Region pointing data
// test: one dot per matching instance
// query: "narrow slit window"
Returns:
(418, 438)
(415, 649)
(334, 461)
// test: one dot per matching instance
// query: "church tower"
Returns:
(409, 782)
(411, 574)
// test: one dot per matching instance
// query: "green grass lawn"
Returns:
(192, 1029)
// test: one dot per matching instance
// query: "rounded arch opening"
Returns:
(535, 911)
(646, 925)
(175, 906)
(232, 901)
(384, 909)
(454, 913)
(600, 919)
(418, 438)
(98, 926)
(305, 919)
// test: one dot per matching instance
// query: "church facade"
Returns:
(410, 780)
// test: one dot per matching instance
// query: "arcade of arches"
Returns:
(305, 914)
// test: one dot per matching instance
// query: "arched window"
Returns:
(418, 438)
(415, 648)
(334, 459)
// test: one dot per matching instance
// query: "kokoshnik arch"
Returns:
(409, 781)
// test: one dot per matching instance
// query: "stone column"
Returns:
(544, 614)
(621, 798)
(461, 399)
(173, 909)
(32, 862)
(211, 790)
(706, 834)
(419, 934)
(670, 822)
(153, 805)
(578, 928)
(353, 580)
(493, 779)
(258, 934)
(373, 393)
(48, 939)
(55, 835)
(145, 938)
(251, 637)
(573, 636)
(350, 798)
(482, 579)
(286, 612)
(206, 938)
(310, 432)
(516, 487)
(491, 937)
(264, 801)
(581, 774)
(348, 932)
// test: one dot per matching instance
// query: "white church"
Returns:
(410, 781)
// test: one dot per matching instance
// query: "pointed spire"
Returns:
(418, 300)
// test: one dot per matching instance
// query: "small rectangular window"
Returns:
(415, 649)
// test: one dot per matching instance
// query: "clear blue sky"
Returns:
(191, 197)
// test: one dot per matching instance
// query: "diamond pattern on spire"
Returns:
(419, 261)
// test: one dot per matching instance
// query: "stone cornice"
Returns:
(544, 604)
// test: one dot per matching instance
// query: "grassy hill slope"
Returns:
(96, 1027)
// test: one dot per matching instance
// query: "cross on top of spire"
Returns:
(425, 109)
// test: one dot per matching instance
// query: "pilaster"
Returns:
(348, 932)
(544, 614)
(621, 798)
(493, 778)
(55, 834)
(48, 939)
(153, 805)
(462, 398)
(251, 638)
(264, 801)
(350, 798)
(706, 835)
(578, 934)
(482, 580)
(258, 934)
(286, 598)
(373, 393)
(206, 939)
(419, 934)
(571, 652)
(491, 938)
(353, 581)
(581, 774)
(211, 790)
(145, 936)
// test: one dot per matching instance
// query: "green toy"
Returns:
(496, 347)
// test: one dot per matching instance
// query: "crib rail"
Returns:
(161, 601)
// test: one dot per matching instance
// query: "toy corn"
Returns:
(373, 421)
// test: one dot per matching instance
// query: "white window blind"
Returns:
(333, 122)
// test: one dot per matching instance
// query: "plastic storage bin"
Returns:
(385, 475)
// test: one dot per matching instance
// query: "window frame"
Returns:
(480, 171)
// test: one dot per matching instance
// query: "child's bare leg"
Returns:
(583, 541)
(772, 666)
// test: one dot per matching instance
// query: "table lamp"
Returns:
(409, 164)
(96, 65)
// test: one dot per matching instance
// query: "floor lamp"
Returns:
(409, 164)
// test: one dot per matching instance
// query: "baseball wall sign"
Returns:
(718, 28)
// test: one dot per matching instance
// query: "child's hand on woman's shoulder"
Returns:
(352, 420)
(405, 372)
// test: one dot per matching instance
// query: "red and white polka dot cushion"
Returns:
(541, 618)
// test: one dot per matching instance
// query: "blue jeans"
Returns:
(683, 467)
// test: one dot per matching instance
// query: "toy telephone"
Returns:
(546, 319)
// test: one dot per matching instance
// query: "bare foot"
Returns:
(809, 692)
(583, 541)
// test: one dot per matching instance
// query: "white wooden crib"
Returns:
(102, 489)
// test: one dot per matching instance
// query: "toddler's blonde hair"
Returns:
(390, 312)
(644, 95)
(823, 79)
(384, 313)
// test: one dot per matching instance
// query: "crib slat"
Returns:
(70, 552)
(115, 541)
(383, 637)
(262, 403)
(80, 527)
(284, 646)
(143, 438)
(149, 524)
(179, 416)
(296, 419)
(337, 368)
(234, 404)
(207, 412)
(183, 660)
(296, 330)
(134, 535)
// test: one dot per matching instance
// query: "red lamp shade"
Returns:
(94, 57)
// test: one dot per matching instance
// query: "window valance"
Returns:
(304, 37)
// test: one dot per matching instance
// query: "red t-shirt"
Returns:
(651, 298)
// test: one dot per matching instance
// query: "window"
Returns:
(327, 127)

**YOUR TASK**
Would you return all of the data exactly as it stands above?

**YOUR SOLUTION**
// test: one dot per matching instance
// query: "narrow slit window"
Returns:
(418, 438)
(415, 649)
(334, 461)
// test: one dot per matching instance
// query: "church tower"
Returns:
(409, 782)
(411, 574)
// test: one dot per matching instance
// query: "green grass lawn"
Returns:
(192, 1029)
// test: one dot per matching instance
// query: "rounded arch opening"
Returns:
(535, 911)
(646, 925)
(175, 906)
(232, 901)
(384, 909)
(454, 913)
(600, 919)
(418, 438)
(98, 926)
(305, 919)
// test: one dot per matching instance
// query: "church facade"
Returns:
(410, 780)
// test: one dot per matching instance
// query: "arcade of arches"
Returns:
(305, 914)
// test: one dot per matching instance
// query: "arched window"
Returns:
(418, 438)
(415, 648)
(334, 459)
// test: one dot per matching instance
// query: "kokoshnik arch"
Returns:
(409, 781)
// test: one dot per matching instance
// query: "stone column"
Returns:
(544, 614)
(621, 798)
(461, 399)
(173, 909)
(32, 862)
(211, 790)
(706, 834)
(419, 934)
(670, 822)
(153, 805)
(578, 928)
(353, 580)
(493, 779)
(258, 934)
(373, 393)
(48, 939)
(55, 835)
(145, 938)
(251, 637)
(573, 636)
(350, 798)
(482, 579)
(286, 612)
(206, 938)
(310, 432)
(516, 487)
(491, 937)
(264, 801)
(581, 774)
(348, 932)
// test: one dot per matching instance
// query: "white church"
Returns:
(410, 781)
// test: one dot per matching instance
// query: "pointed spire"
Returns:
(418, 300)
// test: one dot per matching instance
// query: "small rectangular window"
Returns:
(415, 649)
// test: one dot per matching instance
// query: "clear blue sky"
Returns:
(191, 197)
// test: one dot per matching instance
// query: "diamond pattern on spire"
Returns:
(419, 261)
// test: one dot per matching instance
// query: "stone cornice"
Returns:
(544, 604)
// test: one dot per matching instance
// query: "grassy hill slope"
Returns:
(96, 1027)
// test: one dot per matching instance
// query: "cross on top of spire"
Returns:
(425, 109)
// test: one dot per matching instance
// query: "pilaster"
Returns:
(348, 932)
(544, 614)
(621, 798)
(493, 778)
(55, 834)
(48, 939)
(153, 805)
(462, 398)
(251, 638)
(264, 801)
(350, 798)
(706, 835)
(578, 934)
(482, 580)
(258, 934)
(286, 598)
(373, 393)
(206, 939)
(419, 934)
(571, 652)
(491, 938)
(353, 581)
(581, 774)
(211, 790)
(145, 936)
// test: one dot per matching instance
// query: "green toy"
Returns:
(496, 347)
// test: one dot per matching instance
// query: "crib rail"
Returns:
(161, 601)
// test: one dot per matching instance
// query: "toy corn"
Returns:
(373, 421)
// test: one dot per matching instance
// query: "white window blind"
Returns:
(333, 122)
// test: one dot per matching instance
// query: "plastic storage bin"
Returns:
(385, 475)
// test: one dot per matching instance
// query: "window frame"
Returns:
(480, 171)
// test: one dot per matching instance
// query: "child's bare leg"
Returns:
(583, 541)
(772, 666)
// test: one dot per matching instance
// query: "table lamp"
Returns:
(409, 164)
(96, 65)
// test: one dot per matching instance
// query: "floor lamp"
Returns:
(409, 164)
// test: one dot per matching instance
// query: "baseball wall sign"
Returns:
(718, 28)
// test: one dot per matching instance
// query: "child's hand on woman's shoulder"
Returns:
(352, 420)
(405, 372)
// test: one dot per matching instance
// query: "red and white polka dot cushion"
Returns:
(541, 618)
// test: one dot per matching instance
// query: "blue jeans"
Returns:
(683, 467)
// test: one dot per matching instance
// query: "toy telephone"
Returns:
(546, 319)
// test: one dot per matching instance
// query: "bare foot"
Returns:
(809, 692)
(583, 541)
// test: one dot per matching instance
// query: "white wooden crib"
Returns:
(102, 489)
// test: one dot per matching instance
// query: "toddler's blonde hair"
Returns:
(390, 312)
(644, 95)
(823, 79)
(384, 313)
// test: one dot per matching instance
// query: "crib slat"
Returns:
(70, 552)
(115, 541)
(383, 637)
(262, 403)
(80, 527)
(284, 646)
(143, 438)
(149, 524)
(179, 416)
(296, 419)
(337, 368)
(234, 404)
(207, 412)
(183, 660)
(296, 330)
(134, 535)
// test: one dot per matching instance
// query: "red lamp shade"
Returns:
(94, 57)
// test: one dot per matching instance
// query: "window valance"
Returns:
(304, 37)
// test: one dot per matching instance
// query: "red t-shirt"
Returns:
(651, 298)
// test: one dot per matching instance
// query: "window"
Returns:
(327, 127)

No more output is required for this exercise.